▶ [What you are asked to do]: Find each line in the rows below that contains the word "grasshopper", and copy every such line in its original order.
□ □ □ □ □
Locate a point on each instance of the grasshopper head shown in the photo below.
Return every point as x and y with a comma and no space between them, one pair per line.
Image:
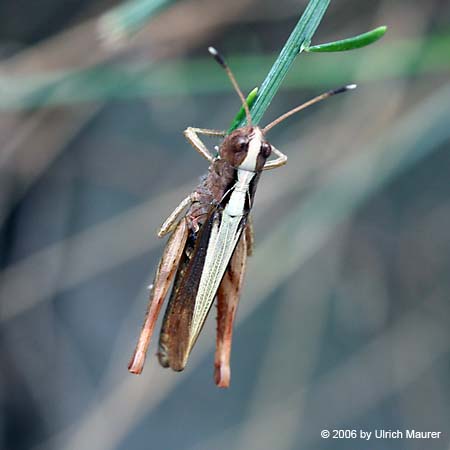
246,148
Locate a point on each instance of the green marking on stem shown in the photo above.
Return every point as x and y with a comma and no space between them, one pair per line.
240,116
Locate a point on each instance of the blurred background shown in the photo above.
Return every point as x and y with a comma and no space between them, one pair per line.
344,317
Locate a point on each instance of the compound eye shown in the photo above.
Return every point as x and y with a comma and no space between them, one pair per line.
266,149
242,144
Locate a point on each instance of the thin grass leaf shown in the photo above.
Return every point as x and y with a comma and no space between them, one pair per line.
302,34
350,43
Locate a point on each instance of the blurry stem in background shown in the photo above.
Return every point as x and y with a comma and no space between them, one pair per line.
199,76
121,22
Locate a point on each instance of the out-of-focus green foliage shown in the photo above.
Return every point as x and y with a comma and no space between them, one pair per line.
128,18
200,76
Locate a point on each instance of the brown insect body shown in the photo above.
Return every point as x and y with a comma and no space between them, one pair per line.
206,254
210,197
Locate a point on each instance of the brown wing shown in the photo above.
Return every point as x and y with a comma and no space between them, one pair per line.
227,302
175,330
163,278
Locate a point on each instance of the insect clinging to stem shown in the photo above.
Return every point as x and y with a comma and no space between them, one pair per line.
211,237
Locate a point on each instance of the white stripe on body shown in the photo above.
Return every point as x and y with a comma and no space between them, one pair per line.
222,242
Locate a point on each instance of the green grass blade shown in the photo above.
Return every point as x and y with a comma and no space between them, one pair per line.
350,43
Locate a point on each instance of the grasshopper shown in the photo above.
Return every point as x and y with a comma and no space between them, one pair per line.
211,237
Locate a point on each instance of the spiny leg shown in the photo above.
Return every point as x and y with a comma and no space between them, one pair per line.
171,221
280,161
191,135
227,303
163,278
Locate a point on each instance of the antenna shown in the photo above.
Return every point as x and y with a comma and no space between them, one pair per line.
308,103
219,58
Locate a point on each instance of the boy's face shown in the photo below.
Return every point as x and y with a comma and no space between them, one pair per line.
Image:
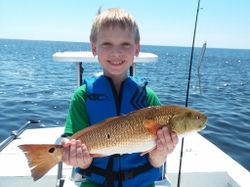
□ □ □ □ □
▶ [Exercise answer]:
Locate a point on each instance of the grasshopper head shown in the photo below.
Locate a point on each instance of the grasshopper shown in the photo above.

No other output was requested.